**Exercise input:**
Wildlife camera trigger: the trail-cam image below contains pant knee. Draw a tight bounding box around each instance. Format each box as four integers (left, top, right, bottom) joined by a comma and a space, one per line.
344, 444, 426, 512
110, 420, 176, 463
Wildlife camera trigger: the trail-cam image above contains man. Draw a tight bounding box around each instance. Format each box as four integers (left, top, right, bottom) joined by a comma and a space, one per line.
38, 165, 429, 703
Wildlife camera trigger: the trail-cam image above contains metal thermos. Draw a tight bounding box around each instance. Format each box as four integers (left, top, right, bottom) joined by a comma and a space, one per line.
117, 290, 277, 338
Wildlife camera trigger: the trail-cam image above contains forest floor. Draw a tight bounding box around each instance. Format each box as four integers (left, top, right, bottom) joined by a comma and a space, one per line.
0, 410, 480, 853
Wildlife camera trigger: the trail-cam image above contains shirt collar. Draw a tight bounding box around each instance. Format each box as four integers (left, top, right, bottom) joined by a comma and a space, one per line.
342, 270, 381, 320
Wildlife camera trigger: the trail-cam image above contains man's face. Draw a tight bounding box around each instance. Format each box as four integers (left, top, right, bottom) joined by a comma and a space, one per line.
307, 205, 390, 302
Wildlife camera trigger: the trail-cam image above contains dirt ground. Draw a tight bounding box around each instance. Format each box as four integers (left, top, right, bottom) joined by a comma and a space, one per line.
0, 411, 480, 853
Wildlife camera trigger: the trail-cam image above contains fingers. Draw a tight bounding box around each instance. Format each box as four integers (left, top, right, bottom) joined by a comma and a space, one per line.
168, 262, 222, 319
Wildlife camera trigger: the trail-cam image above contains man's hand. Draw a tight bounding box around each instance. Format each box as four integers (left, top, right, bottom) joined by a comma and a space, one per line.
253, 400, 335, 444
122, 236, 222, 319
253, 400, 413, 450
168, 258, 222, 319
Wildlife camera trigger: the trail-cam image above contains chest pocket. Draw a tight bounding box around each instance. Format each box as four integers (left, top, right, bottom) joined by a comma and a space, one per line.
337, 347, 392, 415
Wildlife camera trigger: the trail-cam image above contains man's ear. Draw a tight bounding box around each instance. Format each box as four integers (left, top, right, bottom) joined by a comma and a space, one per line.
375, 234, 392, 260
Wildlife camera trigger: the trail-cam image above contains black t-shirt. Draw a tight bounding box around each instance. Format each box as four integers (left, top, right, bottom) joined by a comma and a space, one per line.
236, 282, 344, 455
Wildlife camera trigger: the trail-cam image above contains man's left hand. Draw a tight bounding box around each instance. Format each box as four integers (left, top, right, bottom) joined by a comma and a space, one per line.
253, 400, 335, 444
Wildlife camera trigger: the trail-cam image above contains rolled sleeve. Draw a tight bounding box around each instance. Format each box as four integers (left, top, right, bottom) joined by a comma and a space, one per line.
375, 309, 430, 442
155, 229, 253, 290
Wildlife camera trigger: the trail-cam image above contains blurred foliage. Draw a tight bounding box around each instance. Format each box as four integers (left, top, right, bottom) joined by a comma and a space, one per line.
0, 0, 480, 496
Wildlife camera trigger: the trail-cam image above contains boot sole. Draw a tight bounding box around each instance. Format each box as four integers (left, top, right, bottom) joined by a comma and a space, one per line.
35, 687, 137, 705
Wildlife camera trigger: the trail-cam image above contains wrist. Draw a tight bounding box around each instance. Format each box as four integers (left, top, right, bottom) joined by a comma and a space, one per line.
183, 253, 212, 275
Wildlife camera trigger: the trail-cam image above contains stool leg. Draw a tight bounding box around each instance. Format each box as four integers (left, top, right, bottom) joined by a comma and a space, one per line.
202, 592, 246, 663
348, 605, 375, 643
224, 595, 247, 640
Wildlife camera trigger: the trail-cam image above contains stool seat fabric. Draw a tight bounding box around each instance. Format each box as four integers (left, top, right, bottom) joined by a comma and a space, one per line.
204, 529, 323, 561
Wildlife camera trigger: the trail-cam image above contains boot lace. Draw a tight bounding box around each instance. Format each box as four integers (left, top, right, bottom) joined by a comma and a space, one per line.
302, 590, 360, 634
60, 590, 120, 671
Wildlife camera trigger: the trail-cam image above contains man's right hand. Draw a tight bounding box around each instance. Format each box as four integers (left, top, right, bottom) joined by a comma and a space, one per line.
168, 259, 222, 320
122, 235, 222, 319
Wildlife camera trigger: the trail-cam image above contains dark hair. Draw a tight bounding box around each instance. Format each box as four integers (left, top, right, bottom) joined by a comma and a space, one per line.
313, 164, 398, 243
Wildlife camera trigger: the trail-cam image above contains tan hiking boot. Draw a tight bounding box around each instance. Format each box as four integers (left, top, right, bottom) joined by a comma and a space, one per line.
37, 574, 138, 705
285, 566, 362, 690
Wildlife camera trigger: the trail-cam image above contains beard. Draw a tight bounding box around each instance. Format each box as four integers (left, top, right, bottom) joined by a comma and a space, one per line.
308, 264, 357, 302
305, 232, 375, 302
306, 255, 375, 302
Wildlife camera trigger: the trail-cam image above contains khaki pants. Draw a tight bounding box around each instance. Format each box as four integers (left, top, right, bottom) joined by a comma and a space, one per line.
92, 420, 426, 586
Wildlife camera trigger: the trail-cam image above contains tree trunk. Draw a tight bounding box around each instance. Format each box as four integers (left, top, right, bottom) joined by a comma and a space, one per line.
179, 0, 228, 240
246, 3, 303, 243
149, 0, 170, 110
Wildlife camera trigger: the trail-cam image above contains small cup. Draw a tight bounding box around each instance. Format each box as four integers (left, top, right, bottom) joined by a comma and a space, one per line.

**Given request:** Copy every one of the lines above word for word.

**Result of the task:**
Wildlife camera trigger: the trail-cam image below contains pant knee. Draw a tight bounding box around each instance. Format each box as four integers (left, top, right, bottom) joined by a comma and a space, one per line.
344, 444, 426, 512
110, 420, 176, 463
Wildlife camera trigger: the trail-cam image above contains man. Draw a tight bounding box around each instance. Format each box as four integers (left, top, right, bottom) joined by a comma and a space, one per line.
38, 165, 429, 703
Wildlife camera trigger: the trail-cam image above contains metal thermos. Draw a tight bounding box around each instance. Format each box as four integers (left, top, right, bottom) joined by a comma and a space, one per line.
117, 290, 277, 338
Wildlife camera trigger: the trail-cam image above contains forest floor. Draw a tight bounding box around each instance. Format each box as four integers (left, top, right, bottom) joined by a comma and a space, one per line.
0, 410, 480, 853
Wildlife camera trigger: the trail-cam image above contains shirt collar. Draw a tight bounding box around each instance. Format each box as four integers (left, top, right, bottom) joined by a comma and a space, one per line.
342, 270, 381, 320
Wildlife camera trigger: the trail-cam image above contains man's face. Draw a tight bounding box around each instance. Format each box as four integers (left, top, right, bottom) joined by a comma and a space, one per line.
307, 205, 390, 302
Wildlife camera trigger: the trail-cam image above contains dirt ground. Draw a tight bounding box around each instance. Format each box as four integers (left, top, right, bottom) joined by a comma and a space, one per line.
0, 411, 480, 853
Wildlife camera trigger: the trail-cam image above contains fingers. Draw a tight bounding box around each instance. Format each box as four integers (left, top, right, bottom) joined by a comma and a space, one per line.
168, 262, 222, 319
Wildlife camera trigger: the trail-cam image above contains man's hand. Draw a tight bounding box around each instance. Format each box as four integers (left, top, right, bottom) joined by a comma and a space, one per line.
253, 400, 335, 444
122, 236, 222, 319
253, 400, 413, 450
168, 258, 222, 319
Wildlife camera trigger: the trail-cam image above contains chest pocket. Draw a tight bounding box around each instance. Format each box as four integers (left, top, right, bottom) joined by a comma and a space, one per line.
337, 347, 392, 415
Wildlife camera trigger: the trail-cam image above contains man's ear. Draw a tight bounding box around each instance. Format each box as four integers (left, top, right, bottom) joined by a comma and a space, one per line.
375, 234, 392, 260
Wildlife camera trigger: the trail-cam image above contains black t-shirt. Draw a tight bounding box around each instance. Format each box as four integers (left, top, right, bottom) joined by a comma and a space, one per line.
236, 282, 344, 455
Wildlife camera trigger: the trail-cam image above contains man's left hand. Draw a tight bounding box around each instance. Format each box as four integers (left, top, right, bottom) joined by a comma and a space, one per line.
253, 400, 335, 444
Wildlife camera trigger: the trail-cam image above contains rolled sleeve. Draw a tight bounding box around each instance. Format each box as four integers (left, top, right, bottom) joined by a comma and a space, one per line.
375, 309, 430, 442
155, 229, 253, 290
Wildlife camera trigger: the trail-cam image above contains blurred foliage. Draw a tight bounding box around each instance. Format each box as four integers (left, top, right, bottom) joined by a comma and a space, one per line.
0, 0, 480, 496
Wildlife camera trigger: the trail-cam image above contains boot sole. Draw a tight bounding box around each instance. Format each box as four integers (left, top, right, bottom) joined by a comma and a space, one per line.
35, 687, 137, 705
Wildlife camera trigger: the trail-cam image above contains wrist. Draw a tight bounding box around each instance. Format each box as four integers (left, top, right, bottom) joined by a comma and a space, one per line.
183, 253, 212, 275
Wildlife camera trigger: the trail-cam image above contains stool leg. Draw a tight bounding box around each instance. Format each box as four integers (left, top, right, bottom) joined by a comma and a space, one per line.
202, 592, 246, 663
348, 605, 375, 643
224, 595, 247, 640
Wildlife camera trigger: the trail-cam image above contains stool seat fabric. Draw a tight bounding box around each instance. Format each box as four integers (left, top, right, bottom) joined by a comma and a space, one per line.
204, 529, 323, 561
Wildlife camera trigger: the trail-cam image above contains boot lace. Draw a tight bounding box around each instance. Format each box as four integers (left, top, right, bottom) joined by a comma and a space, one per line.
302, 590, 360, 634
60, 590, 120, 671
Wildlife camera trigger: the trail-cam image above contains man's right hand. Draw a tight bounding box around each instance. Format each box as four integers (left, top, right, bottom) joined by a comma and a space, one per line.
168, 259, 222, 320
122, 235, 222, 319
Wildlife camera trigger: the trail-cam image above contains dark hair. Draw a tight bounding box around each instance. Format each box as four integers (left, top, right, bottom) joined by a comma and a space, one per line.
313, 164, 398, 243
Wildlife camera trigger: the trail-cam image above contains tan hiking boot. Draw a tight bounding box around each instance. Format each box as four integers (left, top, right, bottom) joined by a comma and a space, one per line.
37, 574, 138, 705
285, 566, 362, 690
Wildlife camera trigger: the trail-cam image above contains beard. Draw a tight bounding box around each instance. Format each box as four integers (left, top, right, bottom) joined by a comma and a space, one per line.
308, 264, 357, 302
305, 232, 375, 302
306, 255, 375, 302
Wildlife camera trigger: the trail-cam image above contains khaki pants. Draw a tight bounding box around each instance. Format each box as four integers (left, top, right, bottom) joined by a comma and a space, one per line.
92, 420, 426, 586
Wildlife camera trigger: the trail-cam image above contains tree trunk. Draw a tight bounding box around each instance. Format each box as four integers (left, top, right, bottom) joined by a comma and a space, one per line.
179, 0, 228, 240
246, 3, 303, 243
149, 0, 170, 110
Wildlife camera trigger: the trail-cam image above contains small cup. Draw a tight bounding box around each instance. Format each box as four integers (left, top, right, bottom) joined by a comma and a space, one per line.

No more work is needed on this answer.